Es sollte eine neue Rakete gebaut werden, um die russische Raumfahrt unabhängig von Baikonur werden. Dazu reicht es aber nicht einen neuen Weltraumbahnhof zu bauen, denn der ist zwangsläufig weiter nördlich als Baikonur. So ein Standort ist ungünstiger und wird die Nutzlast der Raketen beeinträchtigen. Man brauchte zur Umsetzung des Plans also auch leistungsfähigere Raketen. Die Entwicklung des Konzepts wurde ausgeschrieben und zwischen Entwürfen von Khrunichev und Energia ausgewählt. (Details zur Entwicklung gibt es in dem Artikel hier.)
Die Zerstörung der russischen Wirtschaft in den folgenden Jahren, unter der pseudoliberalen Regierung Boris Jelzins, verhinderte die Umsetzung des Projekts. Erst nach der Wiederverstaatlichung der zuvor privatisierten Rohstoffindustrie standen dem Staat wieder gewisse Finanzmittel zur Verfügung. (Die relative Beliebtheit Vladimir Putins entstand nicht durch seine übermäßig gute Politik, sondern durch die Beendung einer Wirtschaftskatastrophe, die durch eine übermäßig schlechte Politik verursacht wurde.)
Die ersten Entwürfe in den 90er Jahren wurden wegen technischer Schwierigkeiten und fehlender Finanzmittel im Jahr 1997 verworfen und das Projekt neu begonnen. Diese Schwierigkeiten brachten der Angara einen Ruf als Papiertiger ein, der niemals Realität werden würde. Aber das neue Konzept erwies sich 17 Jahre später immerhin als realisierbar. Letztes Jahr hatten die Angara 1.2 und die Angara 5 ihre ersten beiden Testflüge.
────────
Beantworte anhand des Textes über die Angara-Rakete diese Fragen:
1. Zwischen den Entwürfen welcher beiden Unternehmen wurde ausgewählt?
2. In welchem Jahr wurden die ersten Entwürfe verworfen?
3. Welche beiden Angara-Varianten hatten letztes Jahr ihre ersten Testflüge?
────────
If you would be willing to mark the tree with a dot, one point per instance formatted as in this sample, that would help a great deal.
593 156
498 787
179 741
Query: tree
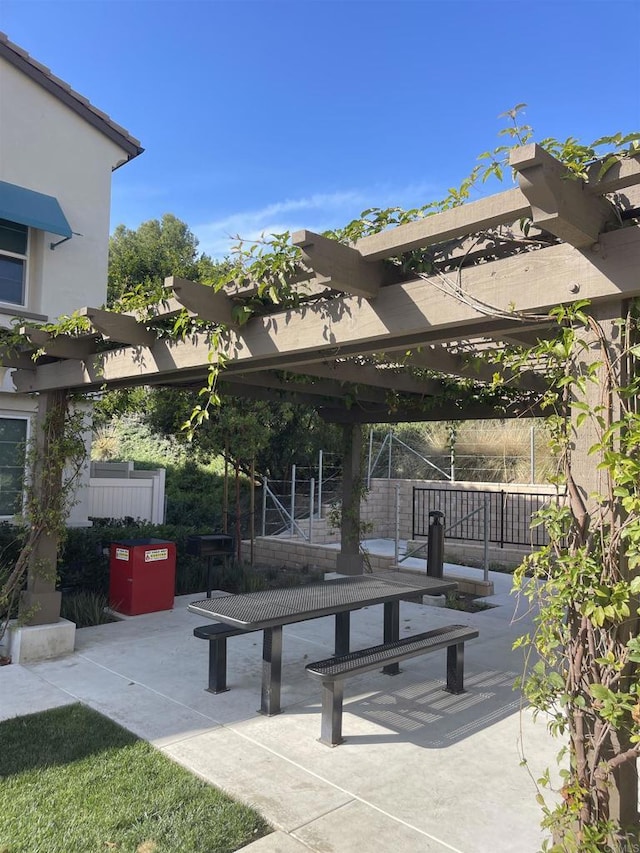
140 260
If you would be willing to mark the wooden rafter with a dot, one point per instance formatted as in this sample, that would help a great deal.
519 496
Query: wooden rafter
121 328
338 266
485 288
59 346
560 203
209 304
403 316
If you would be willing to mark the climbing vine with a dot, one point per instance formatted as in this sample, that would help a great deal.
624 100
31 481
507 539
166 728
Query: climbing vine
54 458
584 585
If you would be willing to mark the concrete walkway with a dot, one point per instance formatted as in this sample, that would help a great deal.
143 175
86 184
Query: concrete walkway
421 771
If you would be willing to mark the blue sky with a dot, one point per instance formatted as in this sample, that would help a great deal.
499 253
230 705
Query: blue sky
284 115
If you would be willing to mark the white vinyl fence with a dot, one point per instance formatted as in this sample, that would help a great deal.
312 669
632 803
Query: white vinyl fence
116 490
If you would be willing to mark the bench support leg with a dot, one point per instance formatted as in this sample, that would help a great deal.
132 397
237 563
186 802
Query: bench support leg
391 631
343 624
271 671
218 665
455 668
331 726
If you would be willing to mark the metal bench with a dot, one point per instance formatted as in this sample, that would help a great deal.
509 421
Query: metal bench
217 633
334 671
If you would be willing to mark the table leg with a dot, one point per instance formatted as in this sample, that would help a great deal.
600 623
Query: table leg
271 671
391 631
343 624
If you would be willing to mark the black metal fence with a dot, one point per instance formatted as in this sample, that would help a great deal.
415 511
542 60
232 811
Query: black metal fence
509 515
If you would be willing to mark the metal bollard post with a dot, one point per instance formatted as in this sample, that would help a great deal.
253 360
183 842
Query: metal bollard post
435 545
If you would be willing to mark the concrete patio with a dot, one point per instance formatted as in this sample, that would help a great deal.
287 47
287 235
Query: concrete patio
421 771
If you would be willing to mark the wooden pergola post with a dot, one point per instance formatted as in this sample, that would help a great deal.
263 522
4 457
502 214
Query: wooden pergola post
589 480
350 560
40 602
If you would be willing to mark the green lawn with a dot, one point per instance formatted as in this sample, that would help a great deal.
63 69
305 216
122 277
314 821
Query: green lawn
72 781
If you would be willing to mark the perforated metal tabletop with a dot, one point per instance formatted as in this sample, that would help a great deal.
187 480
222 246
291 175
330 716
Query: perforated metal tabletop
271 607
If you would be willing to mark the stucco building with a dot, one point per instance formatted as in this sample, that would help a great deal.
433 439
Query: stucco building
57 153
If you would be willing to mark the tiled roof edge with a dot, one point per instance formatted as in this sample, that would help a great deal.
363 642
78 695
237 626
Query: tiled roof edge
58 88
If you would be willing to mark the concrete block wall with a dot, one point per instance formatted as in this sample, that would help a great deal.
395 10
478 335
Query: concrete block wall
294 553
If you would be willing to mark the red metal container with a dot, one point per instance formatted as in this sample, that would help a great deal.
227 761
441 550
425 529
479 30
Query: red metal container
142 576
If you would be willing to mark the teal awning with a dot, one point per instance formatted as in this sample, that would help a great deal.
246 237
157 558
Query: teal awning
27 207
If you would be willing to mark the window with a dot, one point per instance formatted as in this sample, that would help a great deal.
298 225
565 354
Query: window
13 262
13 444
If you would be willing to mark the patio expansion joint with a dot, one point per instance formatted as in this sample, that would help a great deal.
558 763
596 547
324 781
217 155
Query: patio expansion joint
213 722
352 797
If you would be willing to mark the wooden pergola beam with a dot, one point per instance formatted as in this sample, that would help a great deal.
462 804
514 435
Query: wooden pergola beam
560 202
338 266
362 375
437 411
59 346
316 387
403 316
209 304
122 328
502 209
621 175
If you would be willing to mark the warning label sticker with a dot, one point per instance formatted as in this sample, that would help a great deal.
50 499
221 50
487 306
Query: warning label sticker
156 554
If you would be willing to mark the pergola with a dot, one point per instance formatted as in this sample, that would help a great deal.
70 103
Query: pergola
371 342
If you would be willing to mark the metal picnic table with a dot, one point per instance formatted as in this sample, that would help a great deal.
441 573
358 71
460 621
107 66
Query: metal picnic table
270 609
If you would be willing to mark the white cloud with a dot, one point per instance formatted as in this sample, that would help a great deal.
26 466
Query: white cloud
────────
### Lösung zur Aufgabe
1. Es wurde zwischen Entwürfen von Khrunichev und Energia ausgewählt.
2. Die ersten Entwürfe wurden im Jahr 1997 verworfen.
3. Die Angara 1.2 und die Angara 5 hatten letztes Jahr ihre ersten Testflüge.